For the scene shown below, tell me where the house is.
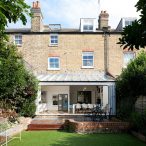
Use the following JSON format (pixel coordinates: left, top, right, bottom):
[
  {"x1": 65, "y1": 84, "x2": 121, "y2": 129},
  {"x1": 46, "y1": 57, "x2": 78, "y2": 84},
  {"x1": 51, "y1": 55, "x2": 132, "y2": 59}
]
[{"x1": 7, "y1": 2, "x2": 135, "y2": 114}]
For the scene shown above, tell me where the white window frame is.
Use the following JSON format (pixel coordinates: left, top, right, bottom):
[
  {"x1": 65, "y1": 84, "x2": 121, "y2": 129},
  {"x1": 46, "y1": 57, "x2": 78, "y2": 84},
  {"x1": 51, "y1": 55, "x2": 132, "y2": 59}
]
[
  {"x1": 50, "y1": 33, "x2": 59, "y2": 46},
  {"x1": 82, "y1": 51, "x2": 94, "y2": 68},
  {"x1": 83, "y1": 24, "x2": 93, "y2": 32},
  {"x1": 48, "y1": 57, "x2": 60, "y2": 70},
  {"x1": 123, "y1": 51, "x2": 136, "y2": 68},
  {"x1": 14, "y1": 34, "x2": 22, "y2": 46}
]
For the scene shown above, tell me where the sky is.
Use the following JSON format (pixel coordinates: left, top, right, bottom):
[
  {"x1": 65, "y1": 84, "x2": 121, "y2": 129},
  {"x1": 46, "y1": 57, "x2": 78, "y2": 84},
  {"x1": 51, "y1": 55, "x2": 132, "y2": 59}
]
[{"x1": 8, "y1": 0, "x2": 139, "y2": 28}]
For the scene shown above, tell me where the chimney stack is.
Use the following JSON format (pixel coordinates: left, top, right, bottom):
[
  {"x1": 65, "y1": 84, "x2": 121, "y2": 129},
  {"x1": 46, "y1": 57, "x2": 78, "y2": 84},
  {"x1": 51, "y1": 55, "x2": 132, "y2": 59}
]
[
  {"x1": 31, "y1": 1, "x2": 44, "y2": 32},
  {"x1": 98, "y1": 11, "x2": 109, "y2": 29}
]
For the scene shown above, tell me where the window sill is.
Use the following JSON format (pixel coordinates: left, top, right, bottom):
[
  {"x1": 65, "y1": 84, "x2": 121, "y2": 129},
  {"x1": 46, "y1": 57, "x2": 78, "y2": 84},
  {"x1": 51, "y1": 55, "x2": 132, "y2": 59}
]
[
  {"x1": 81, "y1": 66, "x2": 94, "y2": 69},
  {"x1": 15, "y1": 44, "x2": 22, "y2": 47},
  {"x1": 49, "y1": 44, "x2": 58, "y2": 47},
  {"x1": 47, "y1": 68, "x2": 60, "y2": 71}
]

+--

> _DIRECTIONS FOR THIS TASK_
Set down all of the lines above word for word, leaving the picture out.

> _ANSWER TO THE EXERCISE_
For the scene shown below, tell me where the house is.
Use the following JSON format (pixel coordinates: left, top, right, bottom):
[
  {"x1": 65, "y1": 84, "x2": 121, "y2": 129},
  {"x1": 46, "y1": 57, "x2": 78, "y2": 84},
  {"x1": 51, "y1": 55, "x2": 132, "y2": 59}
]
[{"x1": 7, "y1": 2, "x2": 135, "y2": 114}]
For the scene shown above, tell me where the white window frame is.
Use the following JSON format (pixel coordinates: left, top, right, bottom):
[
  {"x1": 65, "y1": 84, "x2": 121, "y2": 129},
  {"x1": 46, "y1": 57, "x2": 78, "y2": 84},
  {"x1": 51, "y1": 55, "x2": 132, "y2": 59}
]
[
  {"x1": 50, "y1": 33, "x2": 59, "y2": 46},
  {"x1": 82, "y1": 51, "x2": 94, "y2": 68},
  {"x1": 83, "y1": 24, "x2": 93, "y2": 32},
  {"x1": 48, "y1": 57, "x2": 60, "y2": 70},
  {"x1": 123, "y1": 51, "x2": 136, "y2": 68},
  {"x1": 14, "y1": 34, "x2": 22, "y2": 46}
]
For the scene shown above, tell me where the sky is.
Use the following JSON format (pixel coordinates: left, top, right, bottom):
[
  {"x1": 65, "y1": 84, "x2": 121, "y2": 129},
  {"x1": 46, "y1": 57, "x2": 78, "y2": 84},
  {"x1": 51, "y1": 55, "x2": 132, "y2": 59}
]
[{"x1": 8, "y1": 0, "x2": 139, "y2": 28}]
For the scene shown above, tell me where the chimney stack is.
Use the following JSON format (pixel coordinates: left, top, right, bottom):
[
  {"x1": 65, "y1": 84, "x2": 121, "y2": 129},
  {"x1": 46, "y1": 57, "x2": 78, "y2": 84},
  {"x1": 51, "y1": 55, "x2": 132, "y2": 59}
]
[
  {"x1": 31, "y1": 1, "x2": 44, "y2": 32},
  {"x1": 98, "y1": 11, "x2": 109, "y2": 29}
]
For the scene shown above, tell me where the window sill is.
Use the following JSON format (pixel coordinates: left, top, right, bottom):
[
  {"x1": 65, "y1": 84, "x2": 121, "y2": 129},
  {"x1": 46, "y1": 57, "x2": 78, "y2": 84},
  {"x1": 51, "y1": 55, "x2": 132, "y2": 59}
]
[
  {"x1": 81, "y1": 66, "x2": 94, "y2": 69},
  {"x1": 15, "y1": 44, "x2": 22, "y2": 47},
  {"x1": 49, "y1": 44, "x2": 58, "y2": 47},
  {"x1": 47, "y1": 68, "x2": 60, "y2": 71}
]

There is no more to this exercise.